__SOURCE EXTRACT__:
____________________

Do You Wave at the Geese?

Finally the ice and snow are receding leaving bare brown patches of ground exposed.  A few brave geese are returning to perch on the frozen sloughs in persistent hope that if they warm that patch of ice long enough they may speed the melting of the ice.  I admire their spunk and their determination.

Waving & Cheering 

Two weeks ago we noticed the first spunky pair flying over the house; I wanted to go outside waving and cheering.  Just seeing them gave me hope.  I dared to entertain the idea that spring might return to Alberta, that the trees might turn green again, and that one day soon it might be warm enough to sit outside with a drink in hand.  They must have been either the bravest geese or the most foolhardy, but regardless they were leading the way back to their nesting ground.  There were only the two geese; no large flock was in sight or hearing.  

Soon we began to see geese more frequently.  Sometimes they were just sitting the middle of a snow-covered field, other times flying overhead.  I wondered what kind of goose conversations were going on between the pair that was sitting in the field.  I imagined they might be scrapping because one had wanted to come home early and the other would have preferred to stay down south another week or two, and now look at the situation they were in. What does a goose do when everything is still frozen over and there are no water sources?  How do they find shelter when the reeds in the swake are buried in the snow?  The geese, like the humans must be very resilient to survive the vagaries of an Alberta spring.

____________________

__PROVIDED DATA__:
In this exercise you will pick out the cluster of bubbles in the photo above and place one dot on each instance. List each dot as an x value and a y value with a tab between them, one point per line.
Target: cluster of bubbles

____________________

__SHORT PROBLEM__: Reproduce the stretch of the geese piece that begins at the words "Finally the ice" and stops after "sight or hearing.", character for character.

__FULL SOLUTION__:
Finally the ice and snow are receding leaving bare brown patches of ground exposed.  A few brave geese are returning to perch on the frozen sloughs in persistent hope that if they warm that patch of ice long enough they may speed the melting of the ice.  I admire their spunk and their determination.

Waving & Cheering 

Two weeks ago we noticed the first spunky pair flying over the house; I wanted to go outside waving and cheering.  Just seeing them gave me hope.  I dared to entertain the idea that spring might return to Alberta, that the trees might turn green again, and that one day soon it might be warm enough to sit outside with a drink in hand.  They must have been either the bravest geese or the most foolhardy, but regardless they were leading the way back to their nesting ground.  There were only the two geese; no large flock was in sight or hearing.